Con frecuencia me encuentro con esta mentalidad. La Reforma es vista como el abandono de la Iglesia y su Tradición en favor de la sola Scritura. Se piensa que Sola Scriptura significa «ningún credo sino la Biblia». No se confía en nadie anterior a Lutero. Los padres de la iglesia son vistos como proto-católicos romanos. Es como si no hubiera una verdadera Iglesia antes de 1517.

De donde sea que venga esta mentalidad, ciertamente no es de los reformadores protestantes. Pretenderlo así es tergiversar la tradición protestante. En realidad,

los reformadores no intentaban volver a la Escritura en lugar de la Tradición; intentaban recuperar la verdadera Tradición: el consenso de fe y práctica de la Iglesia, del que el Catolicismo Romano se había apartado.

Esto es evidente en la Confesión de Augsburgo de 1530, uno de los documentos más importantes de la Reforma Protestante y la principal confesión luterana hasta nuestros días. En el prefacio se declara la intención de que los desacuerdos «puedan ser armonizados y devueltos a la única y simple verdad y a la concordia cristiana». Casi todos los artículos hacen referencia a los Credos, a «los testimonios de los Padres» (especialmente Agustín y Ambrosio), o al «ejemplo de la Iglesia», insistiendo en que los protestantes toman sus puntos de vista «de las Escrituras y de los Padres», mientras que Roma había permitido que nuevas creencias y prácticas se colaran y corrompieran la Iglesia.

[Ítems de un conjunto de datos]
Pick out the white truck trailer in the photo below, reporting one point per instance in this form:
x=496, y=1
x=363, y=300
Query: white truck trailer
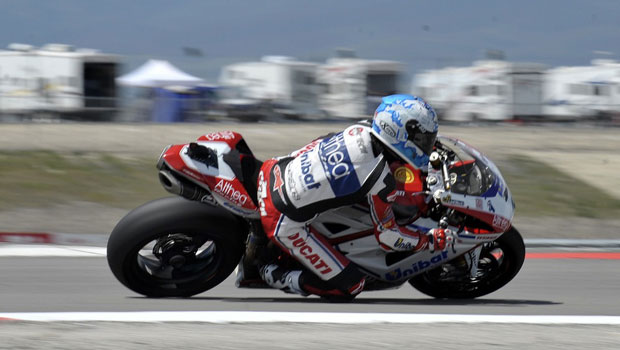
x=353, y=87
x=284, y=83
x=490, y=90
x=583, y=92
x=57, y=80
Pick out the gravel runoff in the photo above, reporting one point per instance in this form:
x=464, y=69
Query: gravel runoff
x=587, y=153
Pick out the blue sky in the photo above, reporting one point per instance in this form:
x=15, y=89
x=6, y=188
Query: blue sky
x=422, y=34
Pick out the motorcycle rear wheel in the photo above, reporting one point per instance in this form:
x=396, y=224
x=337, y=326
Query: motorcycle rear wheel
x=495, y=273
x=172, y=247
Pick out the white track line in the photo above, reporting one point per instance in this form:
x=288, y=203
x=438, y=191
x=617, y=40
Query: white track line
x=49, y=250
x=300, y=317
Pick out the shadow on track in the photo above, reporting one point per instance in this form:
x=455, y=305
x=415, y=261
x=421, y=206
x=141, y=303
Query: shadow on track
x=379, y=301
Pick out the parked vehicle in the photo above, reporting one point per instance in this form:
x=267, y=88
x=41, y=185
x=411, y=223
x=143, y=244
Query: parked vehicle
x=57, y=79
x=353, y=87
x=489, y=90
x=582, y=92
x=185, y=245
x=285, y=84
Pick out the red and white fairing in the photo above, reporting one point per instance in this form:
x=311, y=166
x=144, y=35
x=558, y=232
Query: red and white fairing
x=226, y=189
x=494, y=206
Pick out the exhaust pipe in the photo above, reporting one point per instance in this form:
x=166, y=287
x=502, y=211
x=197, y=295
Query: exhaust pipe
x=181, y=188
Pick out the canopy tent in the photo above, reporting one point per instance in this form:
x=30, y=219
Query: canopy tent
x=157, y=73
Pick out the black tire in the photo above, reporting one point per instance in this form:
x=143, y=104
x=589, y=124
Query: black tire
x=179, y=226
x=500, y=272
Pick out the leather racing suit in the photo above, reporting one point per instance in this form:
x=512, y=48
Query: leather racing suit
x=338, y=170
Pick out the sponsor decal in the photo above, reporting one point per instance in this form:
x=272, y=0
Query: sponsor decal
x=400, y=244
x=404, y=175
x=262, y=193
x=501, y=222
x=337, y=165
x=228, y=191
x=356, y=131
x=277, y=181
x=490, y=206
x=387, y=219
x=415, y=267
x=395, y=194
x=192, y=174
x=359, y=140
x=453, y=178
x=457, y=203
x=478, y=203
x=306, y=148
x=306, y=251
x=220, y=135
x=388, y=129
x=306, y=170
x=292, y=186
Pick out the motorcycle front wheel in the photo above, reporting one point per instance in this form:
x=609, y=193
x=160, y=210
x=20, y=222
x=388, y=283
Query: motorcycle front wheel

--

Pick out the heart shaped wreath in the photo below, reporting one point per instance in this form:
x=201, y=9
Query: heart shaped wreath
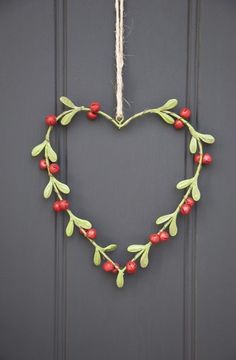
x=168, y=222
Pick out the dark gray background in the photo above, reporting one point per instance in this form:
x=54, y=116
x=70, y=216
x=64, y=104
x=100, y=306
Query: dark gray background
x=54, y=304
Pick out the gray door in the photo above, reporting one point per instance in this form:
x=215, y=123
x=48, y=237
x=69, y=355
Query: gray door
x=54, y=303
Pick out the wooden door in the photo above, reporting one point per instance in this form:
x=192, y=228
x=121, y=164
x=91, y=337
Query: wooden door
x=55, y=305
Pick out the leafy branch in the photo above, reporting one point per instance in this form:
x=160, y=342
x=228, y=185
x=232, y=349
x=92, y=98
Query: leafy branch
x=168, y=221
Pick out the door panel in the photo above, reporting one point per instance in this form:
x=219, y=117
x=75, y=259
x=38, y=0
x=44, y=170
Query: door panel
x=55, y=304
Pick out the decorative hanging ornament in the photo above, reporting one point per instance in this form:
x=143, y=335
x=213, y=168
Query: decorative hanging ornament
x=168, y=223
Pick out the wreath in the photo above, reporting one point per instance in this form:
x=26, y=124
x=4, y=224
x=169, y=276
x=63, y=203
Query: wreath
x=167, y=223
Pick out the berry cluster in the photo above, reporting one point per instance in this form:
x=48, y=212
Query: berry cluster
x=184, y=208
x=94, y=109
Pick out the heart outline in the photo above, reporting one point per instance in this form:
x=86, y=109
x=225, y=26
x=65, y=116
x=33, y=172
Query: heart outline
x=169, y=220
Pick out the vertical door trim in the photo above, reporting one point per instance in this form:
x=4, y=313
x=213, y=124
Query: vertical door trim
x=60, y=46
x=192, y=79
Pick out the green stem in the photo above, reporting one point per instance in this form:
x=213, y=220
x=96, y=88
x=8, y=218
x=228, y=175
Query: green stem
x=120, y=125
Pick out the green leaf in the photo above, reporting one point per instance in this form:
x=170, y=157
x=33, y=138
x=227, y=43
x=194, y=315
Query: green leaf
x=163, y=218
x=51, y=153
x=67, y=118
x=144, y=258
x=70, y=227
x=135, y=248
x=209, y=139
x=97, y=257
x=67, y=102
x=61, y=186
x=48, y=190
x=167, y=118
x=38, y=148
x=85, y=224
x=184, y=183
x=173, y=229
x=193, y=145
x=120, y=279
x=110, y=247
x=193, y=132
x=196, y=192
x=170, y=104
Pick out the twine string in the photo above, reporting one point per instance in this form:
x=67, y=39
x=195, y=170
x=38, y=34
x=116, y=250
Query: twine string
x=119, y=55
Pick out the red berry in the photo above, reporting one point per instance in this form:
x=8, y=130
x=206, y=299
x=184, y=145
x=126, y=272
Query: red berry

**Requisitos**. ¿Puedes retomar el fragmento sobre la Reforma y la Tradición y seguir escribiéndolo a partir de su última oración? No hace falta consultar el listado.

**Resultado**.
Recibir la fe de la Iglesia

Es significativo que la primera frase del primer Artículo de la Confesión de Augsburgo sea una afirmación del Credo de Nicea: «Nuestras Iglesias, de común acuerdo, enseñan que el decreto del Concilio de Nicea sobre la Unidad de la Esencia Divina y sobre las Tres Personas, es verdadero y debe ser creído sin ninguna duda». El Artículo III continúa extrayendo su lenguaje del Concilio de Calcedonia, y concluye con una afirmación del regreso de Cristo «según el Credo de los Apóstoles».

Los protestantes no dejaron de lado la Tradición para construir una doctrina de Dios y de Cristo a partir de cero; recibieron la fe de la Iglesia tal y como se articula en los credos ecuménicos (Apóstoles, Niceno, Atanasio), ya que «pueden ser probados por las garantías más seguras de la Sagrada Escritura» (Artículos de Religión, Artículo VIII; cf. Confesión Belga, Artículo 9). Los protestantes instaron a la recepción exhaustiva de los Credos, que representan siglos de reflexión teológica de la Iglesia sobre las Escrituras. Desgraciadamente, los protestantes contemporáneos tienen la peligrosa costumbre de inventar declaraciones de fe sin apoyarse en lo que Thomas Oden llamó «la clásica enseñanza ecuménica consensuada». Como resultado, estas declaraciones tienden a ser tan claras y profundas como un charco de barro.

Mantener la verdadera tradición

Consideremos la doctrina central protestante de la justificación por la fe. Cuando el Artículo VI de la Confesión de Augsburgo enseña que la fe produce obras, pero que estas obras no merecen la justificación, cita la Escritura (Lc. 17:10); sin embargo, se apresura a señalar: «Lo mismo enseñan también los Padres. Pues Ambrosio dice: Está ordenado por Dios que el que cree en Cristo se salva, recibiendo gratuitamente la remisión de los pecados, sin obras, por la sola fe.» Los protestantes no veían la sola fide como una vuelta a la Escritura en lugar de a la Tradición, sino como una vuelta a la verdadera Tradición: lo que la Iglesia siempre había creído sobre la salvación a partir de la Escritura.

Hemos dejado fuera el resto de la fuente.